--- Extracted records Enclosed Below ---

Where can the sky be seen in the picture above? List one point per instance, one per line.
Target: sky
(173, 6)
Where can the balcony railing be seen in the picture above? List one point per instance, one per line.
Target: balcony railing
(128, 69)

--- End of Enclosed Extracted records ---

Retype all of the material. Each line must match exactly.

Where can the sky be seen in the picture above? List one point per instance, one per line.
Target: sky
(173, 6)
Where can the balcony railing be seen in the picture above? List one point per instance, one per line.
Target: balcony railing
(128, 69)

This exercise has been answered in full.